L'Histoire a, de tout temps, démontré qu'en un pays comme
l'Algérie, agricole par excellence, privé d'industrie, l'exportation
des matières premières était la condition essentielle
de la prospérité ; il suffirait d'interroger les statistiques
modernes pour s'en convaincre. L'Antiquité n'échappait évidemment
pas à ce principe, mais ses modalités d'application aboutissaient
en fait à remettre au seul pouvoir métropolitain les destinées
économiques de la province, l'initiative privée ne pouvant
s'exercer que sur les surplus de matières premières et les
marchandises de pure commodité.
a)
Les prestations annonaires.
Rome a toujours eu une prédilection dans le recouvrement de ses
impôts, pour le système du règlement en nature. "
L'Annone ", ou Service central des approvisionnements romains, service
public par essence, poussait ses inflexibles ramifications jusqu'aux confins
des terres provinciales : des fonctionnaires, chargés de la rentrée
des prestations, les emmagasinaient dans les greniers impériaux
de l'intérieur, comme à Djemila, ou dans les entrepôts
portuaires d'Hippone, de Rusicade, de Muslubium, près de Bougie,
où une flotte spécialement affectée à leur
transport attendait l'ouverture annuelle de la navigation pour les acheminer
vers Rome.

Extrait du jeu de données
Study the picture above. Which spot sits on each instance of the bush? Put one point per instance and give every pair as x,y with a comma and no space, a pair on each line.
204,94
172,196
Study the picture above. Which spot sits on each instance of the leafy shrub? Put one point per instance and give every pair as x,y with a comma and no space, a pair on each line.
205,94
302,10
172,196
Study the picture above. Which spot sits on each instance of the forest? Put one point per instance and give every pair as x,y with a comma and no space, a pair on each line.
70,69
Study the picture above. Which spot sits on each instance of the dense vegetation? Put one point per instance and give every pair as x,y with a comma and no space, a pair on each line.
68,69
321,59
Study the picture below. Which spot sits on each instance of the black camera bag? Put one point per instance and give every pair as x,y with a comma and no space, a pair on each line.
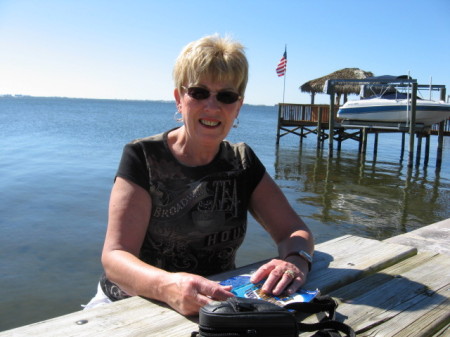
238,317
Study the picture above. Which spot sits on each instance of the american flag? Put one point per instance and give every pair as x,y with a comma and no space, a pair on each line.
281,68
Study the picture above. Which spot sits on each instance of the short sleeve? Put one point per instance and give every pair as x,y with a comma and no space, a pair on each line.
133,165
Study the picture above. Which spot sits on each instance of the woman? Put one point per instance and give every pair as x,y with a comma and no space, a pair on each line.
178,207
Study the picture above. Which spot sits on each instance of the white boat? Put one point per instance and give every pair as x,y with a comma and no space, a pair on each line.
394,109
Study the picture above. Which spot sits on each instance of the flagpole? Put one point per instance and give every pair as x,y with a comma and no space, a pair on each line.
285,73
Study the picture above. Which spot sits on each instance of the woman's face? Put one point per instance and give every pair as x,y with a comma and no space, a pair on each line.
208,120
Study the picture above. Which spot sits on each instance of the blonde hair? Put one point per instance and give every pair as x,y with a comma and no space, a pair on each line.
215,58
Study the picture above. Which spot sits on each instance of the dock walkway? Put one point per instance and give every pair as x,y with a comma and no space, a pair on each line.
384,289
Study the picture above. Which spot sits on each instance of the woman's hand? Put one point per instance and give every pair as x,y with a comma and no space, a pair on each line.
281,276
187,293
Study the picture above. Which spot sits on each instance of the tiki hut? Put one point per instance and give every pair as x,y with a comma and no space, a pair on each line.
316,86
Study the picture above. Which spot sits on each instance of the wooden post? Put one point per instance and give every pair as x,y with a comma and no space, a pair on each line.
402,152
319,127
427,150
440,136
419,149
279,122
412,124
375,145
364,140
440,145
331,122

> _Objectif 1_
Dans l'extrait sur l'Algérie romaine, quelle ville est donnée comme exemple d'un lieu de l'intérieur doté de greniers impériaux ?
> _Objectif 2_
Recopiez sans rien changer le passage de l'extrait sur l'Algérie romaine qui va de « L'Histoire a, de » jusqu'à « de pure commodité. » inclus.

> _Réponse rédigée 1_
Djemila.

> _Réponse rédigée 2_
L'Histoire a, de tout temps, démontré qu'en un pays comme
l'Algérie, agricole par excellence, privé d'industrie, l'exportation
des matières premières était la condition essentielle
de la prospérité ; il suffirait d'interroger les statistiques
modernes pour s'en convaincre. L'Antiquité n'échappait évidemment
pas à ce principe, mais ses modalités d'application aboutissaient
en fait à remettre au seul pouvoir métropolitain les destinées
économiques de la province, l'initiative privée ne pouvant
s'exercer que sur les surplus de matières premières et les
marchandises de pure commodité.